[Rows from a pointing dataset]

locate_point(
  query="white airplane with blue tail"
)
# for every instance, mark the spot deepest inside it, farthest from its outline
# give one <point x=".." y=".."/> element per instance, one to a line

## [Stated problem]
In every one of the records above, replace "outline" with "boundary" and reproduce the lines with everything else left unchanged.

## [Answer in full]
locate_point(
  query="white airplane with blue tail"
)
# for every instance, mark the spot deepest inside it, farthest from its boundary
# give one <point x=".." y=".."/> element per instance, one to a line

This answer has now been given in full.